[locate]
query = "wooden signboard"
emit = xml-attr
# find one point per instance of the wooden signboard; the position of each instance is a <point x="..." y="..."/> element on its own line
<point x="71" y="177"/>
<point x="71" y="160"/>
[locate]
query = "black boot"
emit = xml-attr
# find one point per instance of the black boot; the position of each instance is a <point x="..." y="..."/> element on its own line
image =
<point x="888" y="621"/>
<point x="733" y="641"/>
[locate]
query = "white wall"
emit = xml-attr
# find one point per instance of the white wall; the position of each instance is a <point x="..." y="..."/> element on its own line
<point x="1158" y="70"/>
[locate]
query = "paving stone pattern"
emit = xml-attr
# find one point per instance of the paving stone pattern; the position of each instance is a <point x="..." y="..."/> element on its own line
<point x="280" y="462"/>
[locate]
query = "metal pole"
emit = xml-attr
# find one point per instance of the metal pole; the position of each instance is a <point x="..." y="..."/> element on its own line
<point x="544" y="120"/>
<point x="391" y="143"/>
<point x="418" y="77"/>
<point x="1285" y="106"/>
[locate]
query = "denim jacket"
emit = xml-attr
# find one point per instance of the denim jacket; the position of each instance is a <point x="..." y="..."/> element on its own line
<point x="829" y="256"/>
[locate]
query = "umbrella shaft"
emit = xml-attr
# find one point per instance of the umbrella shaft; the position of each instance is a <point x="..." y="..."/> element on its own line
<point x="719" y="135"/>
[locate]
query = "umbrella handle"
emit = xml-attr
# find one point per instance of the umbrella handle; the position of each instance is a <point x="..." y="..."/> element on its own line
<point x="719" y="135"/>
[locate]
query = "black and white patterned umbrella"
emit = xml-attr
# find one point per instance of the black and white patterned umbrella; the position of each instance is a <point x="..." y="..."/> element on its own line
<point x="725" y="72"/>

= Task directions =
All of the lines above must be returned exactly.

= Solution =
[locate]
query = "wooden signboard"
emit = xml-attr
# find one point per instance of the wooden signboard; the position of each instance is a <point x="..." y="..."/> element on its own line
<point x="71" y="177"/>
<point x="71" y="160"/>
[locate]
query = "black boot"
emit = xml-attr
# find one point per instance of the black boot; the position of each instance is a <point x="..." y="..."/> element on its own line
image =
<point x="888" y="621"/>
<point x="733" y="641"/>
[locate]
query = "white wall"
emit = xml-attr
# find one point per instance of the white wall; the position of each instance is a <point x="..." y="..."/> element on its own line
<point x="1158" y="70"/>
[locate]
query = "paving stone pattern"
emit = xml-attr
# find one point per instance of the paving stone pattern; the position of each instance is a <point x="..." y="..."/> element on its own line
<point x="280" y="462"/>
[locate]
query = "metal pole"
emit = xml-attr
# find one point per instance of the metal pole; the position of each instance is a <point x="..." y="..."/> element on its own line
<point x="544" y="120"/>
<point x="391" y="143"/>
<point x="418" y="77"/>
<point x="1285" y="106"/>
[locate]
query = "denim jacket"
emit = xml-attr
# find one point per instance of the denim jacket; the position of each instance is a <point x="..." y="..."/> element on its own line
<point x="829" y="256"/>
[locate]
query = "umbrella shaft"
emit = xml-attr
# find one point per instance of the umbrella shaft; the position of each instance is a <point x="..." y="..."/> element on its own line
<point x="719" y="135"/>
[locate]
query = "umbrella handle"
emit = xml-attr
# find one point per instance of the umbrella handle; the position of each instance is a <point x="..." y="..."/> element on its own line
<point x="719" y="135"/>
[locate]
query = "black and white patterned umbrella"
emit = xml-attr
# find one point per instance of the black and white patterned umbrella; the position of each instance is a <point x="..." y="..."/> element on its own line
<point x="725" y="72"/>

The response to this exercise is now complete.